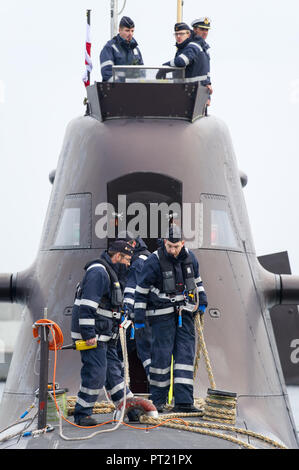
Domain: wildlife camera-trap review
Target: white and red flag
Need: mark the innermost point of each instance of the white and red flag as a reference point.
(88, 62)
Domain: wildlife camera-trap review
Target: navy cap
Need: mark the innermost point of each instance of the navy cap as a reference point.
(126, 235)
(174, 234)
(121, 246)
(126, 22)
(181, 26)
(203, 22)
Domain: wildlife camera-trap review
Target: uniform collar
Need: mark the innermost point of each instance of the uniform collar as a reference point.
(184, 43)
(128, 45)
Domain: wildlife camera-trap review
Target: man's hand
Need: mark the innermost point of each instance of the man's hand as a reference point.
(161, 75)
(91, 341)
(201, 309)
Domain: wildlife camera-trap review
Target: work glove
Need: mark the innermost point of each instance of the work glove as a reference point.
(201, 309)
(139, 331)
(161, 74)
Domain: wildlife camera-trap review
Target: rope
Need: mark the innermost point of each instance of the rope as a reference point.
(195, 427)
(203, 348)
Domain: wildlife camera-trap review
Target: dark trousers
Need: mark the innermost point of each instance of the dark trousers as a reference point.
(169, 339)
(100, 367)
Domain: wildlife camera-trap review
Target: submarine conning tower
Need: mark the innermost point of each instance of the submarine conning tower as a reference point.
(134, 93)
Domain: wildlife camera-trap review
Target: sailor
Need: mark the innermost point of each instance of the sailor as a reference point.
(189, 55)
(95, 319)
(201, 28)
(168, 277)
(142, 336)
(120, 50)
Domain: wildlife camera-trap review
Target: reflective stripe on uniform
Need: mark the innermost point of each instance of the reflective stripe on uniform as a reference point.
(107, 62)
(159, 311)
(108, 313)
(103, 338)
(197, 45)
(140, 305)
(142, 290)
(184, 367)
(129, 290)
(200, 289)
(115, 389)
(86, 321)
(146, 363)
(181, 380)
(153, 370)
(185, 58)
(160, 384)
(161, 295)
(96, 265)
(89, 303)
(89, 391)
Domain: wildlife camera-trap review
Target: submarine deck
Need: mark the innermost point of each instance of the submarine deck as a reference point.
(135, 437)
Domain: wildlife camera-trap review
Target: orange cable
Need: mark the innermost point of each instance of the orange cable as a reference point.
(54, 348)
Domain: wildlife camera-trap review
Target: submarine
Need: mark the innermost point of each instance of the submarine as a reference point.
(146, 143)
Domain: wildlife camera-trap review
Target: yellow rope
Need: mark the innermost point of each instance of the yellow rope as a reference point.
(203, 348)
(194, 426)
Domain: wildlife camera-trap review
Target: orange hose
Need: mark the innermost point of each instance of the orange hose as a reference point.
(54, 348)
(57, 337)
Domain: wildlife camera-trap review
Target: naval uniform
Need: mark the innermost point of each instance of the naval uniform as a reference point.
(96, 313)
(117, 51)
(191, 55)
(142, 339)
(170, 336)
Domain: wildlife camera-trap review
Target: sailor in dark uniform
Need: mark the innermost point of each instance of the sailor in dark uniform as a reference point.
(142, 338)
(162, 295)
(189, 55)
(120, 50)
(95, 318)
(201, 27)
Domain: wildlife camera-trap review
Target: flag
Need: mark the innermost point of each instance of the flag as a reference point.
(88, 63)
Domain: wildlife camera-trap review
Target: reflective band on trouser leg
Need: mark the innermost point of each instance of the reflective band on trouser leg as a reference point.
(163, 334)
(93, 375)
(114, 380)
(184, 351)
(143, 346)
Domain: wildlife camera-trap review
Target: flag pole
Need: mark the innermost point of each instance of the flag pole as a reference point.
(88, 22)
(180, 4)
(114, 16)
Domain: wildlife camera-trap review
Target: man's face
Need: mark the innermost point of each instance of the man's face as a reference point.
(125, 259)
(181, 36)
(126, 33)
(174, 249)
(121, 258)
(202, 32)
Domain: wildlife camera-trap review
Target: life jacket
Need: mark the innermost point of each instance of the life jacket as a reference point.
(116, 299)
(171, 285)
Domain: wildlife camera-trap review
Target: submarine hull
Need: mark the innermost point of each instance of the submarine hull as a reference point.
(198, 162)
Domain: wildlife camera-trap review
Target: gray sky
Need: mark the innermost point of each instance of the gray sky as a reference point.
(255, 74)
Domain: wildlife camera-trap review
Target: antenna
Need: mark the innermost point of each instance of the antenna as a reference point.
(180, 4)
(114, 16)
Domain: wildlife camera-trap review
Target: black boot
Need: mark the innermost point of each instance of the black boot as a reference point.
(185, 408)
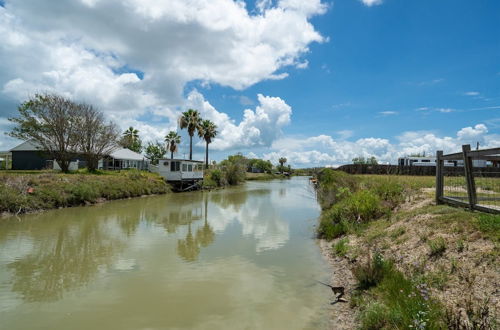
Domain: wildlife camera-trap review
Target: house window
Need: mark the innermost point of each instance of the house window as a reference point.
(175, 166)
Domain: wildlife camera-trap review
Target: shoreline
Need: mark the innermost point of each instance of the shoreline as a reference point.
(451, 252)
(28, 193)
(342, 316)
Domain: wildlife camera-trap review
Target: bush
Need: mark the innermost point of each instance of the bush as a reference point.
(22, 192)
(400, 303)
(372, 272)
(389, 191)
(490, 225)
(341, 247)
(335, 186)
(362, 206)
(216, 176)
(437, 247)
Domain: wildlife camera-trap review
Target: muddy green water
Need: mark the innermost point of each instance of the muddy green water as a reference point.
(239, 258)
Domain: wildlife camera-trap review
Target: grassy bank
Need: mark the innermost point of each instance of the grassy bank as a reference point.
(263, 176)
(28, 191)
(406, 262)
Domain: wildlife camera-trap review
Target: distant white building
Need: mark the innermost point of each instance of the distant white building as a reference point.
(431, 161)
(30, 156)
(179, 170)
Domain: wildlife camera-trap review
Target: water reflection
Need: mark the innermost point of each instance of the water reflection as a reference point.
(69, 260)
(65, 250)
(189, 247)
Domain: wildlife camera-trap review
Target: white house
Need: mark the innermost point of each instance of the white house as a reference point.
(179, 170)
(431, 161)
(30, 156)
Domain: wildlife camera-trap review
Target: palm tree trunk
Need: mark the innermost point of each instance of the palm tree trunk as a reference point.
(190, 147)
(206, 157)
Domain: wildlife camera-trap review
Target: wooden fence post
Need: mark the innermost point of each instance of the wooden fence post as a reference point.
(471, 185)
(439, 177)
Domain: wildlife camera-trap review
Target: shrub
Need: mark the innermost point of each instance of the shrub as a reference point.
(400, 303)
(437, 247)
(341, 247)
(334, 186)
(362, 206)
(389, 191)
(330, 230)
(83, 192)
(490, 225)
(372, 272)
(216, 176)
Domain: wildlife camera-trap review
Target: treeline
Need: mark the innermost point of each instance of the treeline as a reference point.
(63, 128)
(234, 169)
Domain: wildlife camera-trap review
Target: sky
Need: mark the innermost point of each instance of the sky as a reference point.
(317, 82)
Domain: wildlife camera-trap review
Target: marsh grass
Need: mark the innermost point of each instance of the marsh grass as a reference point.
(437, 247)
(45, 190)
(341, 247)
(397, 302)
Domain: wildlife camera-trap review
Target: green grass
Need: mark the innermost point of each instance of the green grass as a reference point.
(341, 247)
(392, 300)
(437, 247)
(45, 190)
(489, 225)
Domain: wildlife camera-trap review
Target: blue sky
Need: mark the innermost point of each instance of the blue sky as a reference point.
(337, 79)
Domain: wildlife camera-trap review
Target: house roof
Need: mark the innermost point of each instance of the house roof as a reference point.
(182, 160)
(29, 145)
(127, 154)
(119, 153)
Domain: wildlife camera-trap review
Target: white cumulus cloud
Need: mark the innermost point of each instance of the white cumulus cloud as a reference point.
(370, 3)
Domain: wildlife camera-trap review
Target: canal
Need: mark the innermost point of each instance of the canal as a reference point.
(237, 258)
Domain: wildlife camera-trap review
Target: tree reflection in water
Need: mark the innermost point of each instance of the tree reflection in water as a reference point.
(67, 262)
(189, 248)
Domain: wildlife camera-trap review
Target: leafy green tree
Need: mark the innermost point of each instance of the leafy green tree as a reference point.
■ ■ ■ ■ ■
# [What you are asked to do]
Transcribe the complete set of entries verbatim. No pictures belong in the copy.

# [Solution to the exercise]
Domain: wildlife camera-trap review
Target: white and red flag
Need: mark the innermost point of each instance of the white and red flag as a reference point.
(88, 62)
Domain: wildlife camera-trap review
Target: navy cap
Need: mark the innermost point of each instance of the navy cap as a reference point.
(126, 235)
(174, 234)
(121, 246)
(126, 22)
(181, 26)
(203, 22)
Domain: wildlife camera-trap review
Target: uniform collar
Need: mark the innermost point of each instance of the uniform collar as a reference point.
(184, 43)
(128, 45)
Domain: wildlife camera-trap review
Target: man's hand
Need: mark the innermost point of each instance of the man's hand as a reference point.
(161, 75)
(91, 341)
(201, 309)
Domain: wildlife camera-trap review
Target: work glove
Need: mark the innermost point of each instance of the work glove as a reference point.
(201, 309)
(139, 331)
(161, 74)
Domain: wildlife camera-trap review
Target: rope
Need: mark the innermost point of each instance of the rope as a reference point.
(195, 427)
(203, 348)
Domain: wildlife camera-trap review
Target: dark trousers
Need: mark the innermost point of each instance of the dark trousers as a reference point.
(169, 339)
(100, 367)
Domain: wildlife camera-trap review
Target: submarine conning tower
Need: mark the innermost point of each instance of the submarine conning tower as a reference point.
(134, 93)
Domain: wildlife camera-trap review
Target: sailor
Need: mark the innermost point of each instance of the sailor as a reference point.
(189, 55)
(95, 319)
(201, 28)
(168, 277)
(142, 336)
(120, 50)
Domain: wildlife camera-trap review
Target: reflective stripe on uniform
Need: mark the innermost point of each instance of the reflective stripe on uniform as a reference point.
(107, 62)
(159, 311)
(108, 313)
(103, 338)
(197, 45)
(140, 305)
(142, 290)
(184, 367)
(129, 290)
(200, 289)
(115, 389)
(86, 321)
(146, 363)
(181, 380)
(153, 370)
(185, 58)
(160, 384)
(161, 295)
(96, 265)
(89, 303)
(89, 391)
Domain: wildlife camera-trap review
Target: submarine deck
Need: mark the innermost point of each instance of the submarine deck as a reference point.
(135, 437)
Domain: wildlife camera-trap review
Target: orange cable
Need: mark the innermost point of each instance of the orange cable as a reference point.
(54, 348)
Domain: wildlife camera-trap review
Target: submarine
Need: mark the innermost point of each instance of the submarine as a reference point.
(146, 143)
Domain: wildlife camera-trap review
Target: yellow rope
Need: mark the innermost point of each instance of the yellow rope as a reference point.
(203, 348)
(194, 426)
Domain: wildlife camera-trap review
Target: orange hose
Need: mark the innermost point of each instance of the orange hose as a reference point.
(54, 348)
(57, 337)
Domain: wildlife camera-trap review
Target: naval uniform
Need: mark the innermost point of each instance of the naval uniform as a reference point.
(96, 313)
(117, 51)
(191, 55)
(142, 339)
(170, 336)
Domain: wildlife camera-trap review
Target: sailor in dark uniform
Need: mark the innermost point of each instance of the sailor in dark uniform as a reference point.
(142, 338)
(162, 295)
(189, 55)
(120, 50)
(95, 318)
(201, 27)
Domain: wildlife camera-trap review
Target: flag
Need: mark the innermost point of each instance of the flag as a reference point.
(88, 63)
Domain: wildlife camera-trap review
Target: reflective band on trouser leg
Need: mark the innermost point of each instance of the reflective band on trouser leg as a reference point.
(163, 334)
(93, 375)
(114, 380)
(184, 351)
(143, 346)
Domain: wildlife camera-trap review
Target: flag pole
Need: mark the innermost point of each instance of the flag pole as a reference point.
(88, 22)
(180, 4)
(114, 16)
Domain: wildlife camera-trap review
Target: man's face
Need: mark the innermost point of each instance of the man's face as a reference point.
(125, 259)
(181, 36)
(126, 33)
(174, 249)
(121, 258)
(202, 32)
Domain: wildlife camera-trap review
Target: life jacket
Need: mark the innermost point of each instance of the life jacket as a reference point.
(116, 299)
(171, 285)
Domain: wildlife camera-trap review
Target: submarine hull
Need: mark the innermost point of each instance of the submarine hull as a reference point.
(198, 162)
Domain: wildlife camera-trap review
Target: gray sky
Need: mark the innermost point of each instance of the gray sky as a reference point.
(255, 74)
Domain: wildlife camera-trap review
Target: antenna
Need: mark the innermost point of each instance of the antenna as a reference point.
(180, 4)
(114, 16)
Domain: wildlife camera-trap review
Target: black boot
Need: mark the innermost point of each instance of the black boot as a reference point.
(185, 408)
Domain: wildlife camera-trap review
Target: house window
Need: mark the innermost point of each instance of the house window as a reference point.
(175, 166)
Domain: wildlife camera-trap review
Target: shoreline
Need: mark the innermost point of each instance of the shoreline as a reference point.
(451, 252)
(28, 193)
(342, 316)
Domain: wildlife camera-trap review
Target: bush
Need: mark the innermost point of each instance of the bush as a reference point.
(22, 192)
(400, 303)
(372, 272)
(389, 191)
(490, 225)
(341, 247)
(335, 186)
(362, 206)
(216, 176)
(437, 247)
Domain: wildlife camera-trap review
Target: muddy green water
Need: mark the innermost point of each instance of the muddy green water as a reference point.
(239, 258)
Domain: wildlife camera-trap review
Target: grassy bank
Need: mark the innermost point of each instance of the grassy bank as a reference point.
(263, 176)
(28, 191)
(406, 262)
Domain: wildlife camera-trap review
Target: distant white building
Need: mark the innermost point of each instance of the distant white building as a reference point.
(431, 161)
(30, 156)
(179, 170)
Domain: wildlife camera-trap review
Target: water reflection
Need: mark the innermost point of each instance of the water reflection as a reference point.
(69, 260)
(65, 250)
(189, 247)
Domain: wildlife camera-trap review
Target: white house
Need: mark the innermost point of each instance of the white house as a reference point.
(179, 170)
(431, 161)
(30, 156)
Domain: wildlife camera-trap review
Target: palm tree trunk
Need: mark the innermost point of each instance of the palm tree trunk as a reference point.
(190, 147)
(206, 157)
Domain: wildlife camera-trap review
Target: wooden fence post
Need: mark the innermost point of each instance of the wooden fence post as a reference point.
(471, 185)
(439, 177)
Domain: wildlife camera-trap review
Target: shrub
Need: mark the innermost point of each instance of the shrub as a reference point.
(400, 303)
(437, 247)
(341, 247)
(334, 186)
(362, 206)
(389, 191)
(330, 230)
(83, 192)
(490, 225)
(372, 272)
(216, 176)
Domain: wildlife camera-trap review
Target: treeline
Need: mark the innermost point of each instance of the treeline as a reference point.
(63, 128)
(234, 169)
Domain: wildlife camera-trap review
Target: sky
Need: mark the innermost point of each instance of the sky as a reference point.
(317, 82)
Domain: wildlife camera-trap review
Target: marsh grass
Need: mark the innermost point of each instance of the marsh grass as a reference point.
(437, 247)
(45, 190)
(341, 247)
(397, 302)
Domain: wildlife camera-trap review
Target: green grass
Need: mark the innermost point of each instance of the green grass as a reference point.
(341, 247)
(392, 300)
(437, 247)
(45, 190)
(489, 225)
Domain: wildlife camera-trap review
Target: blue sky
Need: mark the innermost point of each instance of the blue sky as a reference point.
(337, 79)
Domain: wildlife camera-trap review
Target: house roof
Need: mark the innermost point of each instance of the house roof as a reference point.
(182, 160)
(29, 145)
(127, 154)
(119, 153)
Domain: wildlife camera-trap review
Target: white cumulus cloud
Need: mark the innermost point of each instance of the white cumulus cloud as a reference point.
(370, 3)
Domain: wildlife camera-trap review
Target: canal
Need: mark the innermost point of each instance of the canal as a reference point.
(237, 258)
Domain: wildlife camera-trap review
Target: tree reflection in water
Need: mark the innermost point of each instance of the tree reflection in water as a reference point.
(67, 262)
(189, 248)
Domain: wildlife camera-trap review
Target: leafy green tree
Need: mark the innermost point of each instance of the leafy green tree as a reference point.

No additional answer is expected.